> **Texte**:

James Hansen et ses collègues estiment que le palier de 2°C sera atteint dès 2045. © st__iv
D'après le célèbre climatologue James Hansen et ses collègues, les projections climatiques montrent que le second palier de l'Accord de Paris n'est plus atteignable en temps voulu et qu'un recours à la géoingénierie mérite réflexion.
« Échouer à donner une vision réaliste du réchauffement climatique et à dénoncer la faiblesse des politiques actuelles ne sont d'aucune aide pour les générations futures », martèlent des chercheurs américains dans une étude (1) publiée, le 3 février, dans la revue Environment – Science & Policy for Sustainable Development. Parmi eux : James Hansen, climatologue de renom aujourd'hui professeur de l'université de Columbia. Et pour lui, le constat est sans appel. « L'objectif d'un réchauffement limité à 2 °C en 2100 est mort, parce que la consommation d'énergies fossiles continue d'augmenter et ne s'arrêtera pas », avance-t-il au journal britannique The Guardian.

> **Entrées de données**:
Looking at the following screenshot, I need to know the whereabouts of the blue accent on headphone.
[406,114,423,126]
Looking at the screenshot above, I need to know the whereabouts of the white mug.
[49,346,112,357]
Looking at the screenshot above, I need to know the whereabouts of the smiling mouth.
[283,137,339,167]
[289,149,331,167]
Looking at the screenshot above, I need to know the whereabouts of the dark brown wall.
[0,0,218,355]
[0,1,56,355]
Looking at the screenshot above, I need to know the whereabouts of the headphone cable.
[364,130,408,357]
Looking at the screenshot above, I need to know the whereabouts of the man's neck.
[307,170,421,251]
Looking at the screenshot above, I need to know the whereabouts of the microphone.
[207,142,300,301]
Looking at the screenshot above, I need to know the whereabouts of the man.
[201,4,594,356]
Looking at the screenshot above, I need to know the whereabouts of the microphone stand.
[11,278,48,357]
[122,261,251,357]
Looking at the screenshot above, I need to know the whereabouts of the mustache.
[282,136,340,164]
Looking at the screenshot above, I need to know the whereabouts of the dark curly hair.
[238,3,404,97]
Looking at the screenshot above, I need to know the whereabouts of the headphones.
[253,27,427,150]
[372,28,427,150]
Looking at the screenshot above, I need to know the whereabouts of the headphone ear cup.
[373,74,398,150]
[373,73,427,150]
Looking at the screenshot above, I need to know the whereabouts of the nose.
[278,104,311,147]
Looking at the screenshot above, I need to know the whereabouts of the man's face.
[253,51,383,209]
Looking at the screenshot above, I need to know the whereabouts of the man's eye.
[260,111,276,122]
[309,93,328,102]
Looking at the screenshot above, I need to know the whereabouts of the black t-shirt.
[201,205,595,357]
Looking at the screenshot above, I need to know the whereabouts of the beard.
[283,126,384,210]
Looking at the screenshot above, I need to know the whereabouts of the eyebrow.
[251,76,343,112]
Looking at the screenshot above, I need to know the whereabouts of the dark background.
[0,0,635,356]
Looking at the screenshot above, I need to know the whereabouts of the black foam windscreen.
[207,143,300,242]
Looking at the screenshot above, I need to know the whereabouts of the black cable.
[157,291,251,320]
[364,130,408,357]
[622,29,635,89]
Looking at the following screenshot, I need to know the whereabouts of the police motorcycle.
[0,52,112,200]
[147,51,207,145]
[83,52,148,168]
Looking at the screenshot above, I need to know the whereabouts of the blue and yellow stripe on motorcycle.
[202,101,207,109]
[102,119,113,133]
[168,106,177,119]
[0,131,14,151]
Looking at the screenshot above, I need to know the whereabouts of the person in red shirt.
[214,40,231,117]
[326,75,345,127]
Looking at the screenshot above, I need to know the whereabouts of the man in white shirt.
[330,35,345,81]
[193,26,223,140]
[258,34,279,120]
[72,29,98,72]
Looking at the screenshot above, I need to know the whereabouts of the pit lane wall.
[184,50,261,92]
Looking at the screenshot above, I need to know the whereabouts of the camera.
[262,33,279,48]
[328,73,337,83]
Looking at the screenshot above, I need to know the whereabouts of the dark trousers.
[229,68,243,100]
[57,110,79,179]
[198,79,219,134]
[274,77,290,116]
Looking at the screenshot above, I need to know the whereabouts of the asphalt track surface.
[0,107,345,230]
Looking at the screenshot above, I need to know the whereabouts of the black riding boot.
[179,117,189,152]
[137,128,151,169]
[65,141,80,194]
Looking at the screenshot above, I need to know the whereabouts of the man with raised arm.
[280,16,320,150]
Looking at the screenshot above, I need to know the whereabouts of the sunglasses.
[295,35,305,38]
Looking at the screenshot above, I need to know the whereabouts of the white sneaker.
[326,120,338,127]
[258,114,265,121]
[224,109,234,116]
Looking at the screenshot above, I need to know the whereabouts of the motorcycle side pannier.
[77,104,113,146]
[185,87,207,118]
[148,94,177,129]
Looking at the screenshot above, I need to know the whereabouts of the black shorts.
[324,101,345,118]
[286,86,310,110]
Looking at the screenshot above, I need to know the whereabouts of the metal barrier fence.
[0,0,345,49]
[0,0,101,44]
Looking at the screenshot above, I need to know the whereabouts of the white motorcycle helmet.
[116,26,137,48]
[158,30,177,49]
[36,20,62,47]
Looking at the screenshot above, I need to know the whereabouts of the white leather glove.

> **Exercice écrit 1**: Recopiez fidèlement le passage du texte sur James Hansen qui commence par "James Hansen et ses collègues estiment" et se termine par "géoingénierie mérite réflexion.", ces mots compris.
> **Exercice écrit 2**: D'après le texte sur James Hansen, à partir de quelle année le palier de 2 °C devrait-il être atteint selon le climatologue et ses collègues ?

> **Corrigé 1**:
James Hansen et ses collègues estiment que le palier de 2°C sera atteint dès 2045. © st__iv
D'après le célèbre climatologue James Hansen et ses collègues, les projections climatiques montrent que le second palier de l'Accord de Paris n'est plus atteignable en temps voulu et qu'un recours à la géoingénierie mérite réflexion.

> **Corrigé 2**: Dès 2045.